Provided records:
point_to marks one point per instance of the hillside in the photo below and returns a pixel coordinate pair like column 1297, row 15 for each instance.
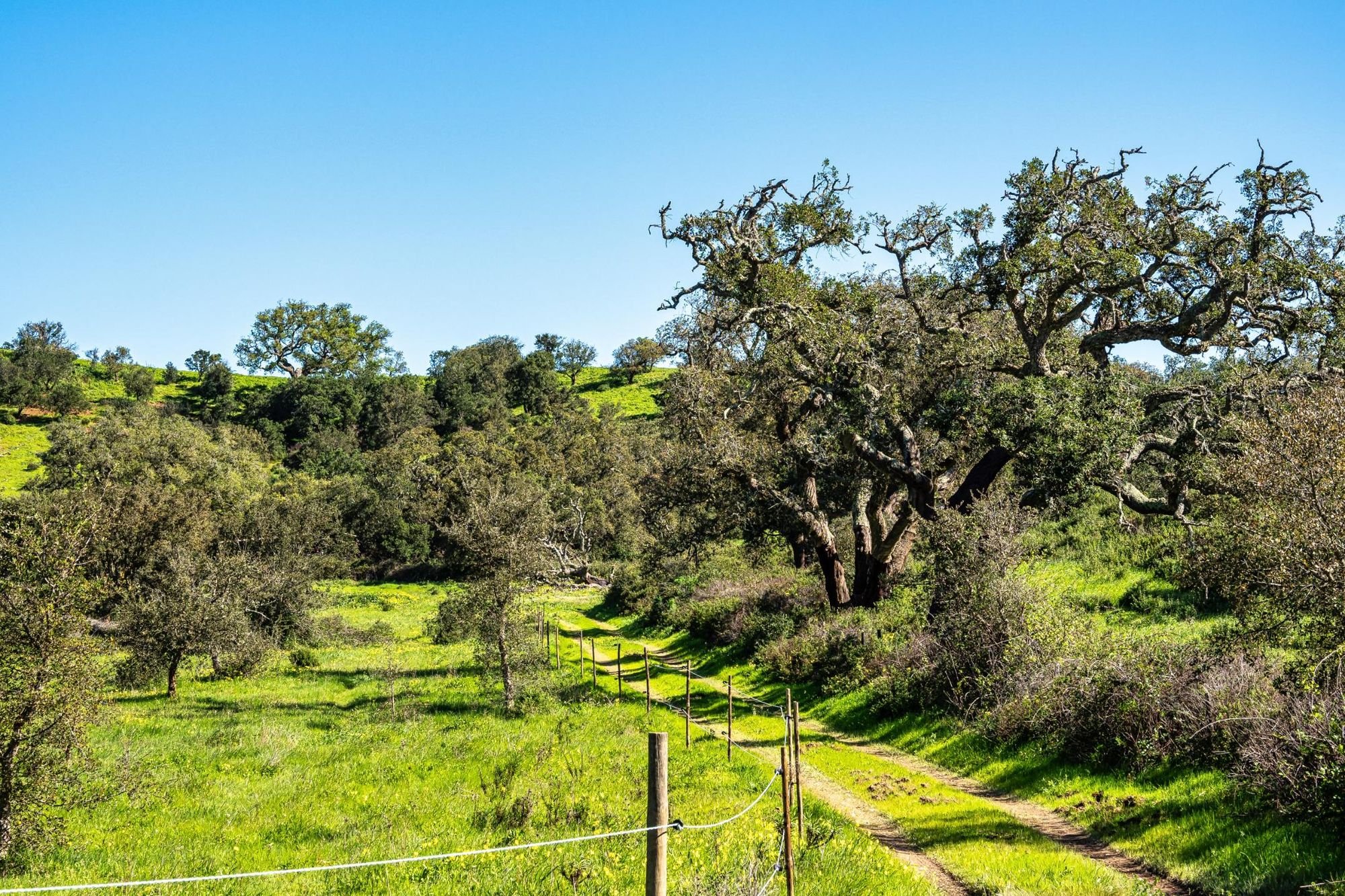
column 395, row 748
column 25, row 439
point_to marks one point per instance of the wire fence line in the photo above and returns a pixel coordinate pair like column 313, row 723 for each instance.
column 779, row 861
column 201, row 879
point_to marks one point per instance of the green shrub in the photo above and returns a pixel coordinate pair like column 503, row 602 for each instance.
column 305, row 658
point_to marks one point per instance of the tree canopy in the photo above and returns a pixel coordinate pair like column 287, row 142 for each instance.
column 306, row 341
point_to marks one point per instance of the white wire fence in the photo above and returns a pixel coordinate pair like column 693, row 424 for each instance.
column 488, row 850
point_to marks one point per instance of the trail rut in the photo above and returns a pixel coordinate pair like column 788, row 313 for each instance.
column 1028, row 813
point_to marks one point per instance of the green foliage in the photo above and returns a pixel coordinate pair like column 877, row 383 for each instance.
column 305, row 658
column 313, row 341
column 574, row 357
column 244, row 759
column 532, row 382
column 50, row 671
column 636, row 357
column 471, row 385
column 139, row 382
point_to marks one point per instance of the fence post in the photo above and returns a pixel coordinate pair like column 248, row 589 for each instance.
column 689, row 702
column 657, row 815
column 785, row 805
column 731, row 717
column 798, row 775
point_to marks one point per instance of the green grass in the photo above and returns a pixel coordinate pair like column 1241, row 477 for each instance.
column 313, row 767
column 1190, row 822
column 20, row 448
column 601, row 386
column 978, row 842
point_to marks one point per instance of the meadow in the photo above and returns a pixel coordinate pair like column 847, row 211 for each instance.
column 22, row 442
column 1191, row 823
column 400, row 749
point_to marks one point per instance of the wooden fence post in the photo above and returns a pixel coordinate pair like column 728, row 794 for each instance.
column 731, row 717
column 798, row 775
column 657, row 815
column 785, row 805
column 689, row 702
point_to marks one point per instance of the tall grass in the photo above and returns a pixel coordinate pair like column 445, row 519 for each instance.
column 306, row 767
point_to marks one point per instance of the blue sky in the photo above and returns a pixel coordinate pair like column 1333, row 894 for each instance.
column 458, row 171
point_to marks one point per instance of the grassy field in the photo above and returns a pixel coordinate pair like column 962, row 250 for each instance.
column 303, row 767
column 1188, row 822
column 20, row 448
column 601, row 386
column 21, row 443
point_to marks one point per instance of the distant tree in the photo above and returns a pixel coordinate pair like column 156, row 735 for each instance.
column 50, row 688
column 68, row 399
column 496, row 521
column 574, row 358
column 549, row 342
column 201, row 361
column 196, row 606
column 139, row 382
column 49, row 334
column 115, row 361
column 1277, row 541
column 216, row 382
column 636, row 357
column 42, row 357
column 392, row 407
column 216, row 392
column 471, row 385
column 533, row 382
column 309, row 341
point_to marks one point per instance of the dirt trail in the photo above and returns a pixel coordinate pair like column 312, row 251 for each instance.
column 868, row 818
column 1028, row 813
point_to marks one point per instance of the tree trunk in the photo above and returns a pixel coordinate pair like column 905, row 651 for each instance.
column 173, row 674
column 800, row 546
column 506, row 673
column 833, row 575
column 7, row 798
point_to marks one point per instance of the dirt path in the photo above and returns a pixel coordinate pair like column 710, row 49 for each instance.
column 1028, row 813
column 868, row 818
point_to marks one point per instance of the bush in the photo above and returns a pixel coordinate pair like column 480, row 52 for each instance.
column 244, row 658
column 305, row 658
column 637, row 588
column 1296, row 755
column 334, row 631
column 67, row 399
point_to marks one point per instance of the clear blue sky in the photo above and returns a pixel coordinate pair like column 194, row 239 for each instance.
column 458, row 171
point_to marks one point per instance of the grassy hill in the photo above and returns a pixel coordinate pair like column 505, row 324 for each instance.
column 322, row 766
column 22, row 442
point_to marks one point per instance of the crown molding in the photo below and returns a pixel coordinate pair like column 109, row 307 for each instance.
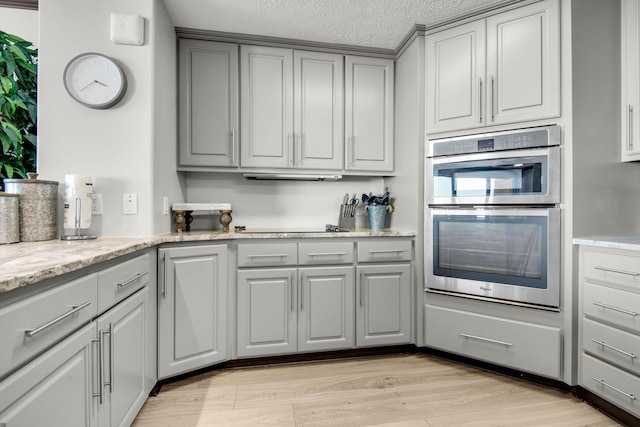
column 20, row 4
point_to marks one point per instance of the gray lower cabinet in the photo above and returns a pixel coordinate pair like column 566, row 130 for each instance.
column 100, row 374
column 384, row 305
column 192, row 298
column 289, row 310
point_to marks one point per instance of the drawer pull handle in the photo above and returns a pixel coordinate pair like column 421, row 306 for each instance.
column 269, row 256
column 604, row 344
column 507, row 344
column 621, row 310
column 133, row 279
column 613, row 270
column 327, row 254
column 604, row 383
column 74, row 309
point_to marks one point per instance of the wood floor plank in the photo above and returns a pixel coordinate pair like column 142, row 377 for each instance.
column 400, row 391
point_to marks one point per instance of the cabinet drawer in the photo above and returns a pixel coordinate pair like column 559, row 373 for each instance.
column 384, row 250
column 616, row 386
column 120, row 281
column 325, row 253
column 34, row 324
column 614, row 268
column 518, row 345
column 612, row 306
column 266, row 254
column 613, row 345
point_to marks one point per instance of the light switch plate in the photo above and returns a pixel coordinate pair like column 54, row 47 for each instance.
column 130, row 204
column 127, row 29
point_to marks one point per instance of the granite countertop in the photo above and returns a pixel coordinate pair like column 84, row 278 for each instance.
column 628, row 243
column 25, row 263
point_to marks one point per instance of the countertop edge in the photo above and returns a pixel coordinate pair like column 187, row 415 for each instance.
column 27, row 263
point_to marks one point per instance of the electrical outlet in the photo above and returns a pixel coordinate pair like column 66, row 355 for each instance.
column 165, row 205
column 96, row 204
column 130, row 204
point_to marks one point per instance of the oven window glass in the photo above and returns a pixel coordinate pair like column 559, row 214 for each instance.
column 492, row 248
column 494, row 177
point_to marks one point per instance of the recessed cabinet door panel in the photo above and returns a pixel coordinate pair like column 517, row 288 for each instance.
column 384, row 305
column 55, row 389
column 266, row 312
column 267, row 106
column 318, row 110
column 326, row 314
column 192, row 308
column 208, row 103
column 455, row 78
column 369, row 113
column 523, row 63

Task to carry out: Rewrite every one of the rows above as a Markdown table with two columns, Number and Line, putting each non-blank line in its own table row. Skip blank lines and leave the pictures out.

Solution to this exercise:
| Number | Line |
|---|---|
| 1 | point_to marks one point per instance of the hillside in the photo below and returns a pixel coordinate pair like column 1297, row 15 for each instance. |
| 2 | column 395, row 748 |
| 3 | column 25, row 439 |
| 4 | point_to marks one point per instance of the wire fence line in the photo above and returns a pixel coordinate pair like column 313, row 723 for each instance. |
| 5 | column 779, row 861 |
| 6 | column 201, row 879 |
| 7 | point_to marks one point per instance of the green shrub in the photo above and returns a pixel coordinate pair like column 503, row 602 for each instance. |
| 8 | column 305, row 658 |
| 9 | point_to marks one point per instance of the tree canopy in the photo above and returns a pixel coordinate pair like column 287, row 142 for each instance. |
| 10 | column 306, row 341 |
| 11 | point_to marks one point per instance of the white wire fence in the photo above and returns a pixel coordinate pair like column 693, row 424 for each instance. |
| 12 | column 488, row 850 |
| 13 | point_to marks one point per instance of the trail rut in the photo above and returns a pixel coordinate pair like column 788, row 313 for each instance. |
| 14 | column 1028, row 813 |
| 15 | point_to marks one point per instance of the green foliage in the photo above and returns a pixel coordinate pair like column 877, row 383 for each instance. |
| 16 | column 305, row 658 |
| 17 | column 313, row 341 |
| 18 | column 574, row 357 |
| 19 | column 244, row 759 |
| 20 | column 532, row 382 |
| 21 | column 50, row 671 |
| 22 | column 636, row 357 |
| 23 | column 471, row 385 |
| 24 | column 139, row 382 |
| 25 | point_to marks one point per instance of the fence post in the photo above and returns a pixel coordinate pair like column 248, row 589 for each instance. |
| 26 | column 689, row 702 |
| 27 | column 657, row 815 |
| 28 | column 785, row 805 |
| 29 | column 731, row 717 |
| 30 | column 798, row 775 |
| 31 | point_to marks one point per instance of the green grass in the photo above and returns a pixel coordinate pair like column 1241, row 477 for each instance. |
| 32 | column 313, row 767 |
| 33 | column 1190, row 822 |
| 34 | column 20, row 448 |
| 35 | column 601, row 386 |
| 36 | column 978, row 842 |
| 37 | point_to marks one point per instance of the meadow in the photo above and returns a pixel coordinate pair like column 847, row 211 for each instance. |
| 38 | column 22, row 442 |
| 39 | column 1191, row 823 |
| 40 | column 400, row 749 |
| 41 | point_to marks one point per instance of the wooden fence post in the photo above and returns a pixel coordinate pair like column 728, row 794 for each instance. |
| 42 | column 731, row 717 |
| 43 | column 798, row 775 |
| 44 | column 657, row 815 |
| 45 | column 785, row 805 |
| 46 | column 689, row 702 |
| 47 | point_to marks one point per instance of the tall grass in the photo above and returns a pixel coordinate pair like column 445, row 519 for each instance. |
| 48 | column 306, row 767 |
| 49 | point_to marks one point per instance of the blue sky in the photo above and returns a pixel coordinate pair like column 1333, row 894 for each instance. |
| 50 | column 458, row 171 |
| 51 | point_to marks one point per instance of the grassy field in the photo above and returns a pixel coordinate pair like column 962, row 250 for each instance. |
| 52 | column 303, row 767 |
| 53 | column 1188, row 822 |
| 54 | column 20, row 448 |
| 55 | column 601, row 386 |
| 56 | column 21, row 443 |
| 57 | point_to marks one point per instance of the distant tree in the photo above and returns a pixel coordinate pair like column 156, row 735 for each instance. |
| 58 | column 50, row 688 |
| 59 | column 68, row 399 |
| 60 | column 496, row 521 |
| 61 | column 574, row 358 |
| 62 | column 549, row 342 |
| 63 | column 201, row 361 |
| 64 | column 196, row 606 |
| 65 | column 139, row 382 |
| 66 | column 49, row 334 |
| 67 | column 115, row 361 |
| 68 | column 1277, row 541 |
| 69 | column 216, row 382 |
| 70 | column 636, row 357 |
| 71 | column 42, row 357 |
| 72 | column 392, row 407 |
| 73 | column 216, row 392 |
| 74 | column 471, row 385 |
| 75 | column 533, row 382 |
| 76 | column 309, row 341 |
| 77 | point_to marks one point per instance of the dirt trail in the photo above and returns a pixel coordinate pair like column 312, row 251 for each instance. |
| 78 | column 868, row 818 |
| 79 | column 1028, row 813 |
| 80 | point_to marks one point per instance of the tree trunk in the photo above and returns a pixel coordinate pair like column 905, row 651 for each instance. |
| 81 | column 173, row 674 |
| 82 | column 800, row 546 |
| 83 | column 506, row 673 |
| 84 | column 833, row 575 |
| 85 | column 7, row 798 |
| 86 | point_to marks one point per instance of the dirt path in the photo above and returns a pixel coordinate pair like column 710, row 49 for each instance. |
| 87 | column 1028, row 813 |
| 88 | column 868, row 818 |
| 89 | point_to marks one point per instance of the bush in the photo above and returns a pixel coordinate pair like column 480, row 52 for each instance. |
| 90 | column 244, row 658 |
| 91 | column 305, row 658 |
| 92 | column 637, row 588 |
| 93 | column 1296, row 755 |
| 94 | column 334, row 631 |
| 95 | column 67, row 399 |
| 96 | point_to marks one point per instance of the clear blue sky in the photo above and returns a pixel coordinate pair like column 194, row 239 for each instance. |
| 97 | column 458, row 171 |
| 98 | point_to marks one point per instance of the grassy hill in the photo above and returns a pixel coordinate pair like column 505, row 324 for each instance. |
| 99 | column 322, row 766 |
| 100 | column 22, row 442 |
| 101 | point_to marks one point per instance of the crown molding in the photo below and returns a pixel coordinate pair like column 109, row 307 for each instance. |
| 102 | column 20, row 4 |
| 103 | point_to marks one point per instance of the gray lower cabinet in the photo above and returns a pixel coordinate pair like column 566, row 130 for each instance. |
| 104 | column 100, row 374 |
| 105 | column 384, row 305 |
| 106 | column 192, row 298 |
| 107 | column 289, row 310 |
| 108 | point_to marks one point per instance of the drawer pull handle in the photo above and returns a pixel coordinate pair like column 421, row 306 for each instance. |
| 109 | column 269, row 256 |
| 110 | column 604, row 344 |
| 111 | column 507, row 344 |
| 112 | column 621, row 310 |
| 113 | column 133, row 279 |
| 114 | column 613, row 270 |
| 115 | column 327, row 254 |
| 116 | column 604, row 383 |
| 117 | column 74, row 309 |
| 118 | point_to marks one point per instance of the wood floor plank in the photo above and returns a pixel coordinate pair like column 142, row 377 for each instance. |
| 119 | column 400, row 391 |
| 120 | point_to marks one point per instance of the cabinet drawer in the photo above and returns a pixel coordinate pair like column 559, row 373 for each instance. |
| 121 | column 384, row 250 |
| 122 | column 616, row 386 |
| 123 | column 120, row 281 |
| 124 | column 325, row 253 |
| 125 | column 34, row 324 |
| 126 | column 614, row 268 |
| 127 | column 518, row 345 |
| 128 | column 612, row 306 |
| 129 | column 266, row 254 |
| 130 | column 613, row 345 |
| 131 | point_to marks one point per instance of the light switch plate in the photo above and returns a pixel coordinate pair like column 54, row 47 for each instance. |
| 132 | column 130, row 204 |
| 133 | column 127, row 29 |
| 134 | point_to marks one point per instance of the granite countertop in the photo above and returns a pixel coordinate pair like column 84, row 278 for each instance. |
| 135 | column 628, row 243 |
| 136 | column 25, row 263 |
| 137 | point_to marks one point per instance of the countertop edge in the photo above and returns a pixel coordinate pair like column 187, row 415 for each instance. |
| 138 | column 27, row 263 |
| 139 | point_to marks one point per instance of the electrical outlet in the photo above and returns a pixel coordinate pair like column 66, row 355 for each instance. |
| 140 | column 165, row 205 |
| 141 | column 96, row 204 |
| 142 | column 130, row 204 |
| 143 | point_to marks one point per instance of the oven window glass in the photo above and returns a pixel coordinate pair like column 559, row 214 for each instance. |
| 144 | column 492, row 248 |
| 145 | column 494, row 177 |
| 146 | point_to marks one point per instance of the recessed cabinet door panel in the photo above and returns a pixel coordinate pair like column 517, row 288 for each instance. |
| 147 | column 384, row 305 |
| 148 | column 55, row 389 |
| 149 | column 266, row 312 |
| 150 | column 267, row 106 |
| 151 | column 318, row 110 |
| 152 | column 326, row 314 |
| 153 | column 192, row 308 |
| 154 | column 208, row 103 |
| 155 | column 455, row 78 |
| 156 | column 369, row 113 |
| 157 | column 523, row 63 |